Rewrite all the lines below, putting "using one point for each match" wherever "with a single pin per instance" appears and changing nothing else. Omit the pictures.

* * *

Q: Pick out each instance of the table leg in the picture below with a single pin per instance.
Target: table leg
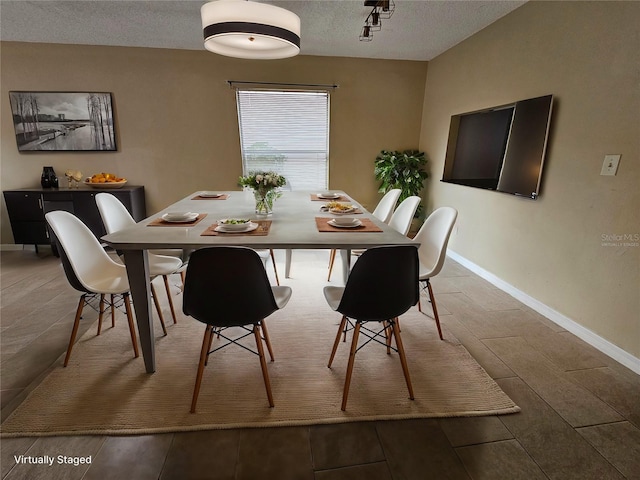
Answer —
(346, 264)
(287, 263)
(137, 263)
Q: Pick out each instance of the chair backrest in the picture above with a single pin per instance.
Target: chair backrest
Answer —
(114, 214)
(386, 205)
(382, 285)
(227, 286)
(401, 218)
(84, 260)
(433, 237)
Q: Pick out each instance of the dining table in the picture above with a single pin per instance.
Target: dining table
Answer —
(299, 221)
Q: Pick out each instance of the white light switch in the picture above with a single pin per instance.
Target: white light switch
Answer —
(610, 165)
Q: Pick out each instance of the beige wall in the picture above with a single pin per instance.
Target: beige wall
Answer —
(176, 116)
(586, 54)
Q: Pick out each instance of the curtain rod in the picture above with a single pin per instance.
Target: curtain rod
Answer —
(235, 83)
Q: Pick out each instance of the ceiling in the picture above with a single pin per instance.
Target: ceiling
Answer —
(418, 30)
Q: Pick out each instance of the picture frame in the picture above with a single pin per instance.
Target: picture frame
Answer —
(63, 121)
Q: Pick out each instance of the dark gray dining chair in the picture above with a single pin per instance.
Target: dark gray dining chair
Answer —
(228, 287)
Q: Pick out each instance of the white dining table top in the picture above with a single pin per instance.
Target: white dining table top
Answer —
(293, 226)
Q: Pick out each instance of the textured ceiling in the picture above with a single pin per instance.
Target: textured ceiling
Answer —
(418, 30)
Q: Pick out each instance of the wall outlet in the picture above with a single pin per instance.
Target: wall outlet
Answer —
(610, 165)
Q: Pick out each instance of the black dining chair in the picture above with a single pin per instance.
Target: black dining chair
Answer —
(228, 287)
(382, 285)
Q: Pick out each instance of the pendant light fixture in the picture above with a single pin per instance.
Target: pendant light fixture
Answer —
(246, 29)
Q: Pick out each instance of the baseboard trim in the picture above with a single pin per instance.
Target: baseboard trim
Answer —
(596, 341)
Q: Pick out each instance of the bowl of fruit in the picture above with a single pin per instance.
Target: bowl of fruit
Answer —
(105, 180)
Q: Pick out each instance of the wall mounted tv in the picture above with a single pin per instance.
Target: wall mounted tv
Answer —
(500, 148)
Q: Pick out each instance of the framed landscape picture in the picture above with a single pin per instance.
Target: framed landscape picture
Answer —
(63, 121)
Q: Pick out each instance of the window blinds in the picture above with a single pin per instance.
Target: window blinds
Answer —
(286, 132)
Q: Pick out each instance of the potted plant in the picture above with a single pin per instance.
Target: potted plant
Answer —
(403, 170)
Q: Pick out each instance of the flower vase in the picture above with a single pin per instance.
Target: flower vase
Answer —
(264, 202)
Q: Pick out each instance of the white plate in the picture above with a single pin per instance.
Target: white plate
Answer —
(229, 227)
(179, 217)
(357, 223)
(342, 212)
(250, 227)
(328, 195)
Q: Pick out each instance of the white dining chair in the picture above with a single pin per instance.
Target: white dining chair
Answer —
(115, 217)
(383, 211)
(433, 238)
(90, 270)
(400, 220)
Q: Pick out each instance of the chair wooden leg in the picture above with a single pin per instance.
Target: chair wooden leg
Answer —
(206, 341)
(337, 342)
(267, 340)
(74, 330)
(168, 289)
(132, 330)
(275, 269)
(388, 333)
(403, 359)
(100, 313)
(332, 258)
(435, 309)
(113, 311)
(263, 363)
(352, 357)
(157, 304)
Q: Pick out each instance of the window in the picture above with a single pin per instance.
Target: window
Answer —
(287, 132)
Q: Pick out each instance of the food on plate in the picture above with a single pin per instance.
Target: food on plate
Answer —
(106, 178)
(233, 221)
(339, 207)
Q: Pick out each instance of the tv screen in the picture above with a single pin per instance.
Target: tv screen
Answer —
(500, 148)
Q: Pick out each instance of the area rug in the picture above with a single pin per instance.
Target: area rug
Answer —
(105, 391)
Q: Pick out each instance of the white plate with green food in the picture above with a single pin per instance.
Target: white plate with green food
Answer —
(235, 225)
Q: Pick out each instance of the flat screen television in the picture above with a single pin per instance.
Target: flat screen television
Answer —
(500, 148)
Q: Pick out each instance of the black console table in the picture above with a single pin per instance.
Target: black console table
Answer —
(27, 207)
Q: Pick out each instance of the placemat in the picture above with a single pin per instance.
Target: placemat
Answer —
(224, 196)
(262, 230)
(367, 226)
(341, 198)
(158, 222)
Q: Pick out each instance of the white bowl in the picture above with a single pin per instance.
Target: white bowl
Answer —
(242, 225)
(344, 220)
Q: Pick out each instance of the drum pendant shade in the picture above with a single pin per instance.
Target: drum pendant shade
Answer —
(245, 29)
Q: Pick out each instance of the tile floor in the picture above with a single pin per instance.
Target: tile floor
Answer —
(580, 414)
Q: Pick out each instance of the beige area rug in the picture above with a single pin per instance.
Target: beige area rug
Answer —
(104, 390)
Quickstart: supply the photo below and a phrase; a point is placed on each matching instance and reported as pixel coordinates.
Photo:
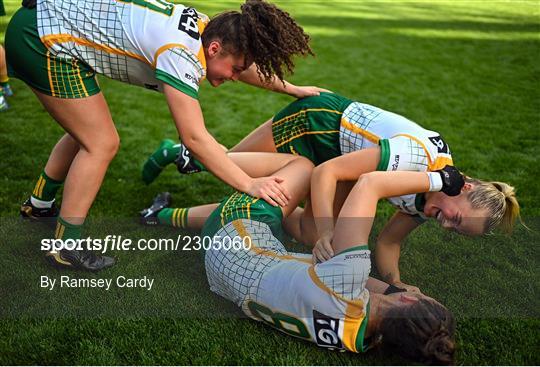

* * *

## Output
Q: Pick out each instance of the table leg in the picture below using one point for each match.
Target: table leg
Answer —
(346, 264)
(287, 263)
(137, 263)
Q: Pick out each instance of the chair backrest in the picture above using one point for each match.
Target: chair backrest
Answer —
(114, 214)
(386, 205)
(382, 285)
(227, 286)
(401, 218)
(84, 260)
(433, 237)
Q: Pick out each instance of the dining table in the picture above using one point for each match.
Target: dining table
Answer —
(299, 221)
Q: Pick out each instance of the white light switch in the picture above using one point for each match.
Target: white light switch
Answer —
(610, 165)
Q: Pick out each instance of the beige wall in the picture above using one point for each match.
Target: beige wall
Answer —
(176, 116)
(586, 54)
Q: Pick out each instance of the curtain rod in the picture above using one point for each match.
Target: curtain rod
Answer —
(235, 83)
Q: Pick out each instance of the ceiling in the picture above using one point for each match.
Target: ceiling
Answer —
(418, 30)
Q: Pick out each instance of the picture frame in the picture above using one point for each match.
Target: picture frame
Answer —
(63, 121)
Q: Pick out each instance of the dark gray dining chair in the picture above using one point for each match.
Target: dark gray dining chair
Answer —
(228, 287)
Q: Pick out each instance of the white dining table top in the picture above using one point for each match.
Target: white dining table top
Answer —
(293, 226)
Q: Pick out each instance of the textured ceiling in the picture above using one point for each match.
Target: textured ceiling
Answer —
(418, 30)
Q: Pick out each instance of the wall outlet in the picture above using one point for each match.
Target: wall outlet
Answer —
(610, 165)
Q: Pick out each instance of the black dining chair in the picture above using one point for each match.
Target: black dining chair
Answer —
(228, 287)
(382, 285)
Q: Pick out each instance of the pendant light fixture in the picture above using one point for each match.
Target: pendant light fixture
Answer —
(246, 29)
Q: Pick out each instance of the baseboard trim in the picture above using one point for each match.
Target: baseboard trim
Answer —
(596, 341)
Q: Pick out each instance of the bowl of fruit in the picture above using one point for each match.
Target: bowl of fruit
Answer —
(105, 180)
Q: Pick out each instance of the wall mounted tv in the picture above using one point for each match.
Target: wall mounted tv
Answer —
(500, 148)
Q: Pick out each instance of the framed landscape picture in the picture above using one point for each match.
Target: framed landscape picture
Answer —
(63, 121)
Q: Pick out each instance of the window blinds in the picture above using one point for each match.
Target: window blinds
Answer —
(286, 132)
Q: Pick out each instance of the potted plant in the picture above using one point for each match.
Target: potted plant
Answer —
(403, 170)
Q: Pick out each instance of the flower vase in the picture above using one point for each match.
Target: flower vase
Answer —
(264, 202)
Q: Pick out each instance of the white plate in the picture above using one point for each match.
Target: white plate
Answer —
(229, 227)
(179, 217)
(357, 223)
(342, 212)
(250, 227)
(328, 195)
Q: Pick out each instance of the white dining chair in the picture above using one point for each match.
Target: white dining chair
Answer —
(115, 217)
(383, 211)
(433, 238)
(90, 270)
(400, 220)
Q: Pick out each instance of the chair wooden leg in the picture above using one point for each match.
Target: chair wooden leg
Answer —
(206, 341)
(337, 342)
(267, 340)
(74, 330)
(168, 289)
(132, 330)
(275, 269)
(388, 333)
(403, 359)
(100, 313)
(332, 258)
(435, 309)
(113, 311)
(263, 363)
(352, 357)
(157, 304)
Q: Pick out each instance of the window in the picture above using one point for each match.
Target: window
Answer —
(287, 132)
Q: Pick out each instance of the food on plate in the picture above using one point for each match.
Target: food on plate
Answer —
(106, 178)
(233, 221)
(339, 207)
Q: Pick out each instance of the tv screen in the picture above using one point for each match.
Target: tv screen
Answer —
(500, 148)
Q: Pick out each instance of the area rug in the picture above using one point for each match.
Target: area rug
Answer —
(105, 391)
Q: Pick out each instance of the white plate with green food in the picture above using one point for each match.
Target: white plate with green food
Answer —
(235, 225)
Q: Pick out each instance of the flat screen television in the picture above using one point for each match.
Target: flat screen television
Answer —
(500, 148)
Q: Pick out each instance of the black console table in the picture above using one point for each match.
Target: black console table
Answer —
(27, 207)
Q: Pick out each instance of the placemat in the picture above using one point for each match.
Target: placemat
Answer —
(224, 196)
(262, 230)
(367, 226)
(341, 198)
(158, 222)
Q: Pick out each instance of the white bowl in the picture above using one point for each match.
Target: white bowl
Answer —
(242, 225)
(344, 220)
Q: Pick out each instance of the drum pendant shade in the picture above using one point for each match.
Target: drum pendant shade
Answer —
(245, 29)
Q: Pick out each instance of the tile floor in the picture above using one point for each match.
Target: tile floor
Answer —
(580, 414)
Q: Pick out each instance of the beige area rug in the picture above using one point for each match.
Target: beige area rug
Answer —
(104, 390)
Quickstart: supply the photo below and a phrase; a point is placed on each matching instance and reported as pixel coordinates.
Photo:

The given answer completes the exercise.